**DOCUMENT PASSAGE**
I was working on a version of my MSDN magazine Wiki sample (updated code for the April 16 drop coming soon) that used Unity instead of the one-off custom controller factory that is currently in there. I've posted on this before, and my previous conclusions were that it was pretty easy. Of course, I ran into a snag.

The one-off controller factory had this code in it:

    

        Original Code
    
    
001ISpaceRepository GetConfiguredRepository(HttpRequestBase request)
002{
003    return new FileBasedSpaceRepository(request.MapPath("~/WikiPages"));
004}

Basically, the FileBasedSpaceRepository takes a path to the directory where the files are stored. Of course, in a web app we need to use the server to map from a virtual-directory relative path to a physical file system path. Nothing new or unusual here.

But then I got into replacing this code with Unity, and immediately ran into the question: how do I get the container to call that MapPath method? Unity doesn't know anything about the web. And how does it get the current request?

So, I figured I'd use a child container, shove the request in there, and then use the static factory extension to resolve my string. My controller factory looks like this now:

    

        UnityTypeBasedControllerFactory.cs
    
    
001public class UnityTypeBasedControllerFactory : DefaultControllerFactory
002{
003    IUnityContainer container;
004    public UnityTypeBasedControllerFactory(IUnityContainer container)
005    {
006        this.container = container;
007    }
008    protected override IController GetControllerInstance(Type controllerType)
009    {
010        IUnityContainer requestContainer = container.CreateChildContainer()
011            .RegisterInstance<RequestContext>(
012                this.RequestContext,
013                new ExternallyControlledLifetimeManager());
014        return (IController)(requestContainer.Resolve(controllerType));
015    }
016}

So basically, what I'm doing here is that for each request, I spin up a child container, stuff the request context into the container, and then resolve the requested controller type. Pretty straightforward.

Next up is to configure the container.

    

        GetAPIConfiguredContainer method - first attempt
    
    
001public static IUnityContainer GetAPIConfiguredContainer()

**RECORDED INFORMATION**
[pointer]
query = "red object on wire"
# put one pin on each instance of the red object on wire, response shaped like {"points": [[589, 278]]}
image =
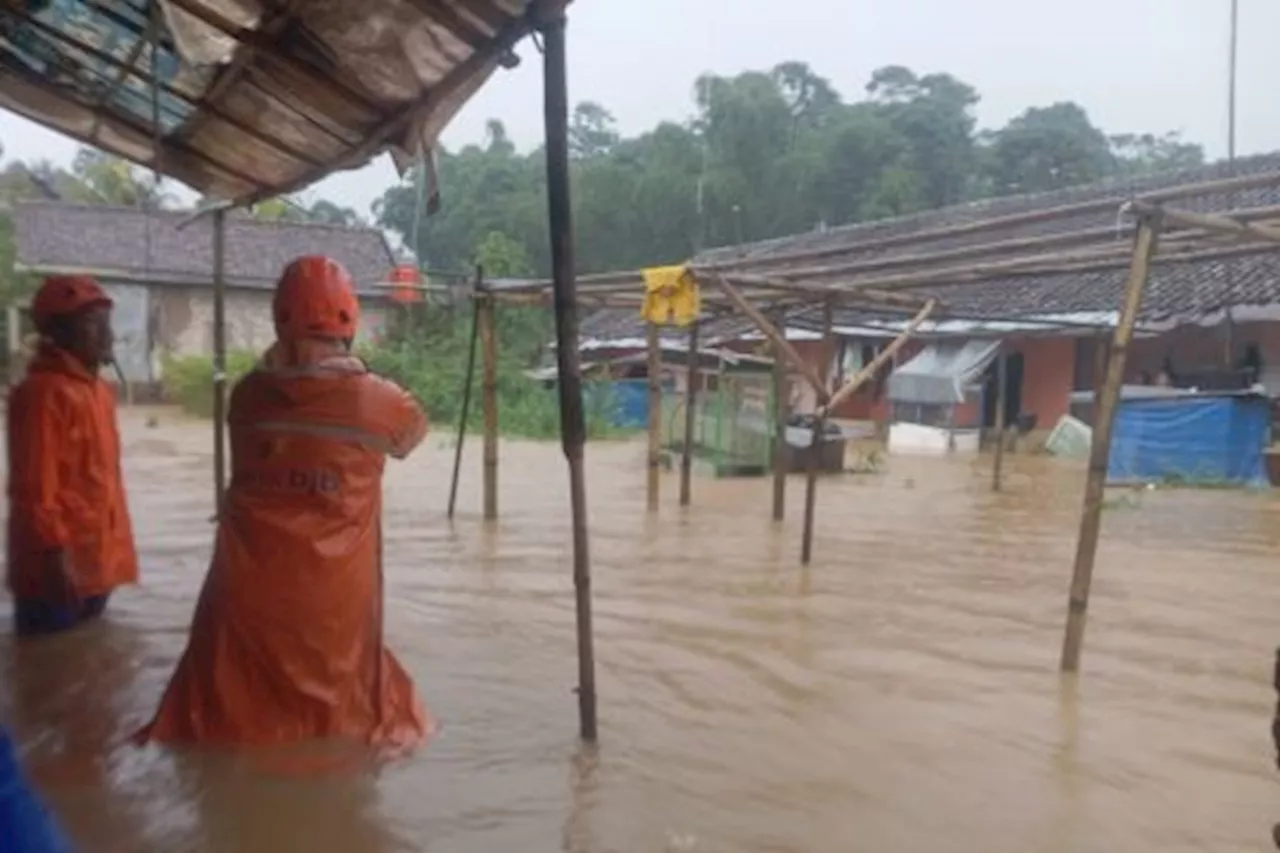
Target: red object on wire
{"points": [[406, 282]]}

**REQUIRED WORK**
Continue the Unity controller factory post above, picking up right after its last line.

**TASK RESPONSE**
002{
003    IUnityContainer container = new UnityContainer()
004        .RegisterType<ISpaceRepository, FileBasedSpaceRepository>()
005        .Configure<InjectedMembers>()
006            .ConfigureInjectionFor<FileBasedSpaceRepository>(
007                new InjectionConstructor(
008                    new ResolvedParameter<string>("PathToRepositoryFiles")))
009            .Container
010        .Configure<IStaticFactoryConfiguration>()
011            .RegisterFactory<string>("PathToRepositoryFiles",
012            c => c.Resolve().HttpContext.Request.MapPath("~/WikiPages"))
013        .Container;
014    return container;
015}

This is a little grotesque. Instead of just configuring the string to be injected into the constructor, I have to resolve it through the container. I registered the factory delegate (on line 13) to grab the current RequestContext, then use it to resolve the string.

Lots of things wrong here. You can't put this into the config file becuase of that factory method delegate. The actual string is buried in the delegate, so it's not obvious where you're actually getting the path from. And to top it off, due to an unfortunate design decision on my part, the static factory ends up getting the parent container passed into the delegate rather than the child. So the Resolve<RequestContext> call fails.

I found something that works better. I created a new class, MappedPathFileBasedSpaceRepository, which takes the RequestContext and the path to be mapped in the constructor. It inherits from the original FileBasedSpaceRepository, and does the MapPath call before passing the resulting file system path down to the base class. This results in a much, MUCH shorter configuration of the container:

    

        GetAPIConfiguredContainer method - better
    
    
001public static IUnityContainer GetAPIConfiguredContainer()
002{
003    IUnityContainer container = new UnityContainer()
004        .RegisterType<ISpaceRepository, MappedPathFileBasedSpaceRepository>()
005        .Configure<InjectedMembers>()
006            .ConfigureInjectionFor<MappedPathFileBasedSpaceRepository>(
007                new InjectionConstructor(typeof(RequestContext), "~/WikiPages"))
008        .Container;
009    return container;
010}

I'm pretty happy with where I am now, except for one thing: MappedPathFileBasedSpaceRepository wouldn't exist if I hadn't plugged in the container. Is this just a case of finding a new dependency that I hadn't realized before? Or is it that the presence of the DI container is intruding on my domain model?

I'd love to get some feedback from folks on what you've done to handle issues like this. What's your opinion here?

(I think I like the "child container shove the request context in" approach, but I'd love to get opinions on that too.)

Today was our weekly "slack time" day, where I get to go sit in a conference room and experiment with new technology. Today I did this:

Yep, got Unity running under Silverlight 2.0 beta 1. In the end it took me less than four hours (at least 30 minutes of which was waiting for the SDK to install and the obligatory xaml designer crashes). I made a couple boneheaded mistakes  in the project files, so I'm not going to post sources just yet.

Here's an overview of the porting process:

• Install 2.0 Beta 1 plugin, SDK, Unit test tools and project templates.
• Create a new Silverlight project.
• Create Silverlight libraries for ObjectBuilder and Unity.
• Copy the source for full OB, Unity, into the new projects. Add the files to the project.
• Compile, fix errors, compile, fix errors, ... etc. ;-)

 Here's the issues I ran into.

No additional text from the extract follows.